> **EXCERPTED TEXT**
Back then in India, Janaki’s caste was considered backwards and was creating irreconcilable problems for Janaki among her peers at Coimbatore. 

Janaki Ammal in the snow in England
Janaki in the snow in England (not dated). Courtesy of the John Innes Centre Archive.

Facing caste and gender discrimination, Janaki left Coimbatore and joined Innes Horticultural Institute as an assistant cytologist in London, England. 

She worked there from 1940  to 1945, she faced the tragedy of World War 2 in London.

Later, talking about the experience with her friends, the courageous woman described how she used to hide under her bed during bombing from German fighter planes.

The Royal Horticultural Society invited Janaki Ammal to join them as a cytologist at their campus at Winsley, near Kew Gardens. There she met some of the most talented cytologists, geneticists and botanists in the world.

In 1945, she co-authored the Chromosome Atlas of Cultivated Plants with biologist CD Darlington, a close friend and mentor for the greater part of her life.

At The Royal Horticultural Society, she studied the botanical use of colchicine(a medication that can double a plant’s chromosome number) which results in larger and quicker growing plants. 

One of her successful results was Magnolia Kobus Janaki Ammal, a magnolia shrub with flowers of bright white petals and purple stamens., which was named after Janaki Ammal. 

In 1951, the then prime minister Jawaharlal Nehru personally invited her to return to India and take responsibility for the newly formed Botanical Survey of India (BSI).

She accepted the prime minister’s offer and was appointed as the Officer on Special Duty to the BSI.

> **ENTRIES SUPPLIED**
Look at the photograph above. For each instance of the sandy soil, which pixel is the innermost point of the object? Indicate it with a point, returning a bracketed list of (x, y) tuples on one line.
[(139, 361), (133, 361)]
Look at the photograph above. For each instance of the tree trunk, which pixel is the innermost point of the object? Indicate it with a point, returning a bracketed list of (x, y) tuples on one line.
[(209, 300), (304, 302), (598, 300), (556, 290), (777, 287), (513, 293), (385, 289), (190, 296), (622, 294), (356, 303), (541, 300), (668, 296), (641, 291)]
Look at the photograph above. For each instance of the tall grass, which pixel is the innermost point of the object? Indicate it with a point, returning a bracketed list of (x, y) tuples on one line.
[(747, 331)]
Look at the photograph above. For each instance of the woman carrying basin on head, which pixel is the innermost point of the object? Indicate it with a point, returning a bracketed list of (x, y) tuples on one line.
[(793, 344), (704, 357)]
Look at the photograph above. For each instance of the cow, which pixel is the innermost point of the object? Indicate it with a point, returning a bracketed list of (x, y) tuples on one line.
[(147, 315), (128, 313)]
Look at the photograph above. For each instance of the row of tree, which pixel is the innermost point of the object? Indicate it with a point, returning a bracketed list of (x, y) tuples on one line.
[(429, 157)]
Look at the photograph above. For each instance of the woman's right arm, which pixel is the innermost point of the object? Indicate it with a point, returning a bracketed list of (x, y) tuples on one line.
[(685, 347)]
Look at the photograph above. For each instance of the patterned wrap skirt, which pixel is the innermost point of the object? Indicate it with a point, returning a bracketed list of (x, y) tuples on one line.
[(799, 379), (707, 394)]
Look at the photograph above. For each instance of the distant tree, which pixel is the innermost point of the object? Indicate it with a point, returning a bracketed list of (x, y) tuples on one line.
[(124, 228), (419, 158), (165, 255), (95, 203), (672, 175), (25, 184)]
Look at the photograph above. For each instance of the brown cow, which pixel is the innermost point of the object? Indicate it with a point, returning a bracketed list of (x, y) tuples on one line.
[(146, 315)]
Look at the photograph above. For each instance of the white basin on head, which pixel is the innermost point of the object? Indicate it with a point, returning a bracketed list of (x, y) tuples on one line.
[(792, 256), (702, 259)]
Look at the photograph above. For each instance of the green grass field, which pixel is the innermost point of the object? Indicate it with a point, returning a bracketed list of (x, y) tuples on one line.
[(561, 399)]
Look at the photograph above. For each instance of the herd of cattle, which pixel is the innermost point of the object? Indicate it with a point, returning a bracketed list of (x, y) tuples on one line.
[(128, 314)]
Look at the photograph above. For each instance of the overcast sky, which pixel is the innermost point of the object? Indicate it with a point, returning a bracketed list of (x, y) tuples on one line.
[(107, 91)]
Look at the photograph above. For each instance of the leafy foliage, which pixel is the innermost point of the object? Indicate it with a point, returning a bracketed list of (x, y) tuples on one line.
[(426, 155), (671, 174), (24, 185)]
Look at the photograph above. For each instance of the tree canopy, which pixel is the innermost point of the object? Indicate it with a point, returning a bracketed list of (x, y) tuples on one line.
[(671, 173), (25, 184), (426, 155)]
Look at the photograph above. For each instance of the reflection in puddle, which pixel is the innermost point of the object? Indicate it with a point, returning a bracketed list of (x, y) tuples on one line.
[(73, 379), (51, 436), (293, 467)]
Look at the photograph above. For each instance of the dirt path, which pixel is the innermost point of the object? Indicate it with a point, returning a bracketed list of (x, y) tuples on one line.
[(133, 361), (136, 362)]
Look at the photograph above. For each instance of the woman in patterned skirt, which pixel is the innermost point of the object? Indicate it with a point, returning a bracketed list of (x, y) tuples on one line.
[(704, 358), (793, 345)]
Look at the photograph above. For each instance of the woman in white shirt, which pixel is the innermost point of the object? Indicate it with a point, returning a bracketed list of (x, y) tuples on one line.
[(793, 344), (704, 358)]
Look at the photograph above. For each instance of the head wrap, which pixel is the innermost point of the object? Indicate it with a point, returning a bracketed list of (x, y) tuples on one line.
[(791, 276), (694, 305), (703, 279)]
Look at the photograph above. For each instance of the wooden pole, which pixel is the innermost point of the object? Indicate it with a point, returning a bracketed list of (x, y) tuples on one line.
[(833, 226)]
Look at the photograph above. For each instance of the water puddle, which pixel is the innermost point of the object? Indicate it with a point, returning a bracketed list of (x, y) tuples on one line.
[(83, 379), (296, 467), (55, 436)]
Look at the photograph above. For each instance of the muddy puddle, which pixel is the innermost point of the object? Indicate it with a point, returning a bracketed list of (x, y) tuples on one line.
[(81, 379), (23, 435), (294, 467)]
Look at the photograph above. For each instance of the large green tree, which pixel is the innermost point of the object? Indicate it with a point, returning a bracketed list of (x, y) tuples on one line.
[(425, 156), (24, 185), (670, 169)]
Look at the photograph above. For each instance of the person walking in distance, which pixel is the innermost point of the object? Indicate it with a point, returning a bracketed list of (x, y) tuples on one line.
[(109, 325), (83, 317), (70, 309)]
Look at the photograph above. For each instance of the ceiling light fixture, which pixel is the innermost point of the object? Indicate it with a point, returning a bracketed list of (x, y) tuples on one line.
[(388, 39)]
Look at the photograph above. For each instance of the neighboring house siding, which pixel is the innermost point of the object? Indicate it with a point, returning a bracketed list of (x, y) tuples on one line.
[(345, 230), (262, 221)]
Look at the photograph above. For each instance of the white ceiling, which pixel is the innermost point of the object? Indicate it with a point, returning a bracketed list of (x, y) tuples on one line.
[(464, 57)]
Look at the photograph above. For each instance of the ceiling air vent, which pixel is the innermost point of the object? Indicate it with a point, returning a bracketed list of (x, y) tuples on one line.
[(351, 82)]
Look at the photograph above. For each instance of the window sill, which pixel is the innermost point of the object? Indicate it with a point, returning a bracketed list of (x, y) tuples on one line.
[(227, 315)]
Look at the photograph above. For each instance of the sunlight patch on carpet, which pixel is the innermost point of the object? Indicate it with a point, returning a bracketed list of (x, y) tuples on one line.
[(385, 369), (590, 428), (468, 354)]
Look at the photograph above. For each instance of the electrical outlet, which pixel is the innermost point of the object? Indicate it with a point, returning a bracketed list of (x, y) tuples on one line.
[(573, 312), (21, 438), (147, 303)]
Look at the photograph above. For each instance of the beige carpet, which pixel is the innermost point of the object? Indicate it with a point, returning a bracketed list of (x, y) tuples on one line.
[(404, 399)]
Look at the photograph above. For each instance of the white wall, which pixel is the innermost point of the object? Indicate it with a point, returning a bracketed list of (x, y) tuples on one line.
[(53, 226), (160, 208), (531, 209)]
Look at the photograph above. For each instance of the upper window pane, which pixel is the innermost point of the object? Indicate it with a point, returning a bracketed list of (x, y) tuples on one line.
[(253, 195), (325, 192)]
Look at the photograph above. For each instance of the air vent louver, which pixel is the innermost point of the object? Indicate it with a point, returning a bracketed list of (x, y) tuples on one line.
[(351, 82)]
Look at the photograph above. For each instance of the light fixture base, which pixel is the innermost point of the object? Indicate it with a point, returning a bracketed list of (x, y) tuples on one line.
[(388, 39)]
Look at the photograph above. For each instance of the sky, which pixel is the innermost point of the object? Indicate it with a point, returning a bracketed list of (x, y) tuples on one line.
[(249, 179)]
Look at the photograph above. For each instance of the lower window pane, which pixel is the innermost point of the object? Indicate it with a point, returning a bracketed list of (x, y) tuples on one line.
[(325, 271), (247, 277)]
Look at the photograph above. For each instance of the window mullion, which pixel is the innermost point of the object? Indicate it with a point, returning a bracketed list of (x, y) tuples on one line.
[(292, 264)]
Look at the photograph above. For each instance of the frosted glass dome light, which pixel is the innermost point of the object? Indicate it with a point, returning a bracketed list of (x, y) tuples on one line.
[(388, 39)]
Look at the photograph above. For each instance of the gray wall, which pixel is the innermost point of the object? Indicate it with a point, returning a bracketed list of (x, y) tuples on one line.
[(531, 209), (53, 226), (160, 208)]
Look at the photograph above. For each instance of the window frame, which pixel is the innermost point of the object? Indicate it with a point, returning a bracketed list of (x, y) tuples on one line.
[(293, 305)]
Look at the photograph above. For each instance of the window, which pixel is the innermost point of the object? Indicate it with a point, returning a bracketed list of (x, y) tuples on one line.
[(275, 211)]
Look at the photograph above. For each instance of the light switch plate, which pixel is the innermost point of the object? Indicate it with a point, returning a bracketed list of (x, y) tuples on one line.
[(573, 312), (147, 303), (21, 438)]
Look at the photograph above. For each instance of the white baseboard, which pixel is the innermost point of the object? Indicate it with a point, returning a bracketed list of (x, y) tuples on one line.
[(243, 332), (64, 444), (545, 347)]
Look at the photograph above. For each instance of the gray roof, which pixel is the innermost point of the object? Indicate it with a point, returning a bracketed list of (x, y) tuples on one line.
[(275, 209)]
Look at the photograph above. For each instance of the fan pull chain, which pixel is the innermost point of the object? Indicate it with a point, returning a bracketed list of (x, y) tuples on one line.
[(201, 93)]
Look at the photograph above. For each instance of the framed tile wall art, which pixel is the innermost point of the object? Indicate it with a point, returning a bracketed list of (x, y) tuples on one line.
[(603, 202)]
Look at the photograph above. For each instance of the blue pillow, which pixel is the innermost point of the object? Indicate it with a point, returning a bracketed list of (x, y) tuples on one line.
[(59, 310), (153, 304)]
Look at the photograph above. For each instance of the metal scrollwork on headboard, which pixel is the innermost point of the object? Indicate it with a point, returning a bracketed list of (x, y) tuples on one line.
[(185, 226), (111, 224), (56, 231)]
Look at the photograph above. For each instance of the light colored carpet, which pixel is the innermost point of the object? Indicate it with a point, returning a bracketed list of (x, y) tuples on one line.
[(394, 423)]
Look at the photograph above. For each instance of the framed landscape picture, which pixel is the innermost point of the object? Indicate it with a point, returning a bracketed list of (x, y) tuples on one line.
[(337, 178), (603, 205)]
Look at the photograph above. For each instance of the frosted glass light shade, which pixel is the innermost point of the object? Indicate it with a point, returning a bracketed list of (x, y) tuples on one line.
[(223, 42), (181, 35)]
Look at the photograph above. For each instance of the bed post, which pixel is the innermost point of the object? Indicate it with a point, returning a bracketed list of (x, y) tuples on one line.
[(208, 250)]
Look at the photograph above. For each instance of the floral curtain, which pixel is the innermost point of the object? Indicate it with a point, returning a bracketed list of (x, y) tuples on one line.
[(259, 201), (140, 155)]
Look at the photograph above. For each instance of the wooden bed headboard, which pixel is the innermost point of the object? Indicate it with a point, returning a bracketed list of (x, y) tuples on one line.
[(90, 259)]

> **PROBLEM TO SOLVE**
Pick up the passage about Janaki Ammal after its last sentence and keep writing it. You won't need the listing.

> **TASK OUTPUT**
Her colleagues had shared the stories, How Janaki would take a long broom and clean the streets outside the Botanical Survey of India’s Calcutta office. 

Janaki also loved travelling and she also travelled to some of the most remote areas of the country in search of the plant lore of the indigenous peoples of the subcontinent. 

She visited areas with extreme climate conditions like Ladakh to explore methods of sustainable agriculture at high altitudes. 

She has always been an ardent environmental activist too.

Janaki was very down to earth even after reaching the pinnacle of success, she believed in leading a very simple lifestyle she said, “My work will survive”. 

She led a life only few women could dream. She had that courage to follow her dreams and lived an extraordinary life that indeed stands as an inspiration to many of us. 

Janaki with eminent botanists at john innes center
From left to right- JMS Potter (Director, N.F.T.), RE Adams (Assistant to Director); JSL Gilmour (Director, Wisley); Enoch (Assistant to cytologist); G. Fox Wilson (Entomologist); NK Gould (Botanist); Dr. Janaki-Ammal (cytologist); DE Green (Mycologist). Courtesy of the John Innes Centre Archive.

Awards and Recognitions 

In an Indian Currents Magazine article published on 1st January, 2000. Janaki Ammal was mentioned among Indian Americans of the century. 

EK Janaki Ammal was the first Indian woman to obtain a PhD in botany in the U.S.in 1931 and remains one of the very few Asian women to be conferred a DSc (honoris causa), by the University of Michigan. 

Janaki Ammal was elected as fellow of the Indian Academy of Sciences in 1935, and a fellow of the National Science Academy in 1957. 

The University of Michigan conferred an honorary LL.D. on her in 1956 in recognition of her contributions in the field of botany and cytogenetics.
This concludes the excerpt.